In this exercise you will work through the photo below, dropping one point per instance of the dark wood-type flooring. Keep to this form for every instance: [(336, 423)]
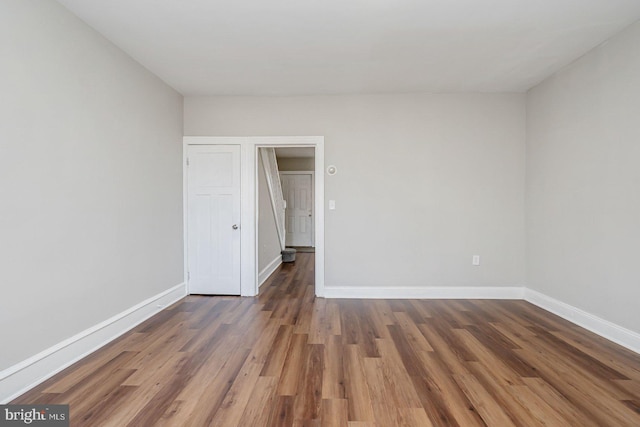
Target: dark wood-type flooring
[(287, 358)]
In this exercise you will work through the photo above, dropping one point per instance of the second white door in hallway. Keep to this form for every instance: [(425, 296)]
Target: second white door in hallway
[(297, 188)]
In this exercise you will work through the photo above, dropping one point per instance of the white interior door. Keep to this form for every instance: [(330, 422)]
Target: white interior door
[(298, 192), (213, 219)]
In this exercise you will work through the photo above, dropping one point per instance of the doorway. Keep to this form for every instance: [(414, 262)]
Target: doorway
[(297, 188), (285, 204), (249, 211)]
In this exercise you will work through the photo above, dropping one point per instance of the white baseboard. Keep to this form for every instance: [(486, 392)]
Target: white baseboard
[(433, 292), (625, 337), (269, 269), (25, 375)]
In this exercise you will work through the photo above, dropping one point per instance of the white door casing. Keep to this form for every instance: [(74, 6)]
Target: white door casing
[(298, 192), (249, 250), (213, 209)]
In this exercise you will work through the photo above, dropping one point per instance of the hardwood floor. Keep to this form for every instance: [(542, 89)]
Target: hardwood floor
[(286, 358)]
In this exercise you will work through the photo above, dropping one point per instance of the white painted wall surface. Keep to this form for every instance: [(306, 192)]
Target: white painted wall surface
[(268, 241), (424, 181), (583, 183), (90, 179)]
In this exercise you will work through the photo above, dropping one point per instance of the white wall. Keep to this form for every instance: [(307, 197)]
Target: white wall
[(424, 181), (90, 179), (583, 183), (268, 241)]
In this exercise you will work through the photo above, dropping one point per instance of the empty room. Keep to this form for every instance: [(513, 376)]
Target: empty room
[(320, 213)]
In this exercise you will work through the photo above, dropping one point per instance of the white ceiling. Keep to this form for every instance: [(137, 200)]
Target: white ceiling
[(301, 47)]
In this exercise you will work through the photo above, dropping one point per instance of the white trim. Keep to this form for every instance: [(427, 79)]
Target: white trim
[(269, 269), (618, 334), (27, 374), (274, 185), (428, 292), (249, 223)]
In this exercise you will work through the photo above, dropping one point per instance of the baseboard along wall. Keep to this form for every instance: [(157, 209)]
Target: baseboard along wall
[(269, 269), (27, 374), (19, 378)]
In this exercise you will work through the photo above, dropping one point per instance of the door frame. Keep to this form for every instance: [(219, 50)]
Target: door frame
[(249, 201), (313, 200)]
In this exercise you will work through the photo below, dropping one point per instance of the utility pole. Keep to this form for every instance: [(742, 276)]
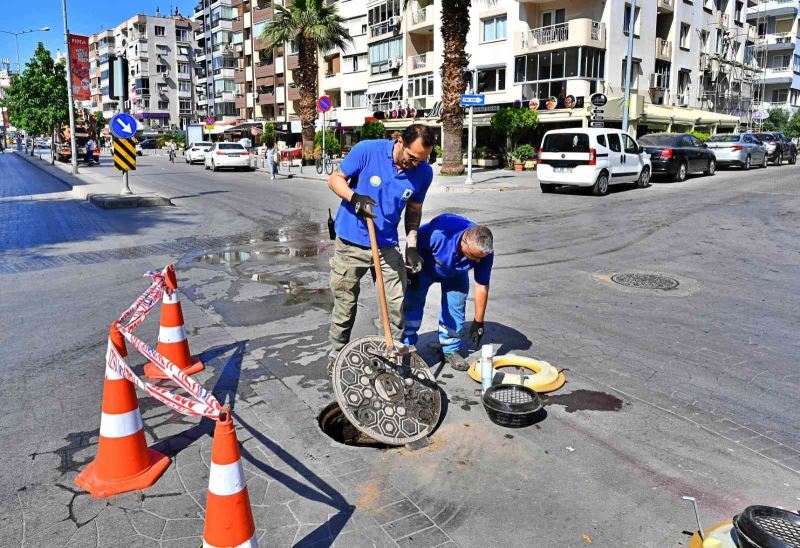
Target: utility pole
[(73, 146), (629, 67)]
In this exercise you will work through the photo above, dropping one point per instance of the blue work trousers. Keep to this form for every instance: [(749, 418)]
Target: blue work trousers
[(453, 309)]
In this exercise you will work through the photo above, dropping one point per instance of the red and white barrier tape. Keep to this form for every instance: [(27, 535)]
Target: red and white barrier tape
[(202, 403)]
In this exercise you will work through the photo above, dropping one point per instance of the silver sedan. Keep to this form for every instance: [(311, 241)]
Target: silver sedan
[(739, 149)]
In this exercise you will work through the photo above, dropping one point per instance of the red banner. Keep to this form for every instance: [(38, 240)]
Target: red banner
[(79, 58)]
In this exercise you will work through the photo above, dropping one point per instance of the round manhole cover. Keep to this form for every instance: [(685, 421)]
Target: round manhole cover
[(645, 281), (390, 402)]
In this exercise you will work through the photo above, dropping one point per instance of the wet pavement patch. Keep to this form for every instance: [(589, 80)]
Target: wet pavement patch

★ ★ ★ ★

#### [BRIEF]
Give the entries above as a Markdown table with two columns, "Row" for the row number and "Line" for the line itself, leaving out blank lines. Leave the pictures out of the answer.

#### [CORRECT OUTPUT]
| Row | Line |
|---|---|
| 1 | In this exercise you will work through the photo below, dropping one point per instance of the dark wood-type flooring. Keep to this form for every instance: [(336, 423)] |
| 2 | Target: dark wood-type flooring |
| 3 | [(287, 358)] |
| 4 | In this exercise you will work through the photo above, dropping one point per instance of the second white door in hallway. Keep to this form for every instance: [(425, 296)] |
| 5 | Target: second white door in hallway |
| 6 | [(297, 188)] |
| 7 | In this exercise you will work through the photo above, dropping one point per instance of the white interior door. Keep to this form for every instance: [(330, 422)] |
| 8 | Target: white interior door |
| 9 | [(298, 192), (213, 219)] |
| 10 | In this exercise you will work through the photo above, dropping one point per instance of the doorway. Keep to this form for every instance: [(414, 262)] |
| 11 | Target: doorway |
| 12 | [(297, 188), (285, 204), (249, 211)] |
| 13 | In this exercise you will work through the photo above, dropping one point per instance of the white baseboard. Keep to this form for every instance: [(486, 392)] |
| 14 | Target: white baseboard |
| 15 | [(433, 292), (625, 337), (269, 269), (25, 375)] |
| 16 | In this exercise you will work through the photo above, dropping one point per instance of the white door casing. Keep to this form for every instance: [(74, 6)] |
| 17 | Target: white door casing |
| 18 | [(298, 192), (249, 250), (213, 209)] |
| 19 | In this exercise you will work through the photo above, dropping one point per instance of the hardwood floor. Keep to this form for every instance: [(542, 89)] |
| 20 | Target: hardwood floor |
| 21 | [(286, 358)] |
| 22 | In this exercise you will work through the photo above, dropping one point per instance of the white painted wall surface. Keep to this form for every instance: [(306, 192)] |
| 23 | Target: white painted wall surface |
| 24 | [(268, 241), (424, 181), (583, 183), (90, 179)] |
| 25 | In this exercise you will work through the photo above, dropping one point per instance of the white wall. Keep to this form for every instance: [(307, 197)] |
| 26 | Target: white wall |
| 27 | [(424, 181), (90, 179), (583, 183), (268, 241)] |
| 28 | In this exercise you will work through the photo above, dropping one point per instance of the empty room. Keep to this form for every instance: [(513, 376)] |
| 29 | Target: empty room |
| 30 | [(320, 213)] |
| 31 | In this exercise you will work through the photo above, dropping one point per instance of the white ceiling. Keep to this form for every instance: [(137, 200)] |
| 32 | Target: white ceiling |
| 33 | [(301, 47)] |
| 34 | In this exercise you will work through the photo above, dropping one point per instance of the white trim. Keep to this form for every instance: [(427, 79)] |
| 35 | Target: white trim |
| 36 | [(269, 269), (618, 334), (27, 374), (274, 185), (428, 292), (249, 223)] |
| 37 | In this exercise you will work through the photo above, dropping one point per instance of the baseboard along wall. Keep to this form for every instance: [(157, 209)] |
| 38 | Target: baseboard along wall |
| 39 | [(269, 269), (27, 374), (19, 378)] |
| 40 | In this exercise you will work through the photo above, dropping one point per instance of the door frame. Keep to this form for every instance: [(219, 50)] |
| 41 | Target: door frame |
| 42 | [(249, 201), (313, 200)] |
| 43 | In this exercise you will work through the photo below, dropping one point per instance of the utility pole. Keep to this form for every instance: [(742, 276)] |
| 44 | Target: utility pole |
| 45 | [(73, 146), (629, 67)] |
| 46 | In this exercise you will work through the photo above, dropping one point per instance of the blue work trousers. Keep to this form for every instance: [(749, 418)] |
| 47 | Target: blue work trousers |
| 48 | [(453, 309)] |
| 49 | In this exercise you will work through the photo above, dropping one point per instance of the red and white barrier tape. Keep to this form for every instance: [(27, 535)] |
| 50 | Target: red and white barrier tape |
| 51 | [(202, 403)] |
| 52 | In this exercise you will work through the photo above, dropping one point per instance of the silver sedan. Keep to this form for every instance: [(311, 241)] |
| 53 | Target: silver sedan |
| 54 | [(739, 149)] |
| 55 | In this exercise you will work through the photo above, dropping one point per instance of the red banner. Keep to this form for every instance: [(38, 240)] |
| 56 | Target: red banner |
| 57 | [(79, 58)] |
| 58 | In this exercise you will work through the photo above, dropping one point per instance of the round manhole cover. Keep to this form for every instance: [(685, 421)] |
| 59 | Target: round manhole cover |
| 60 | [(645, 281), (390, 402)] |
| 61 | In this exercise you will work through the photo above, dropping one point per instance of the wet pavement patch. Keep to this form for every instance: [(589, 80)] |
| 62 | Target: wet pavement patch |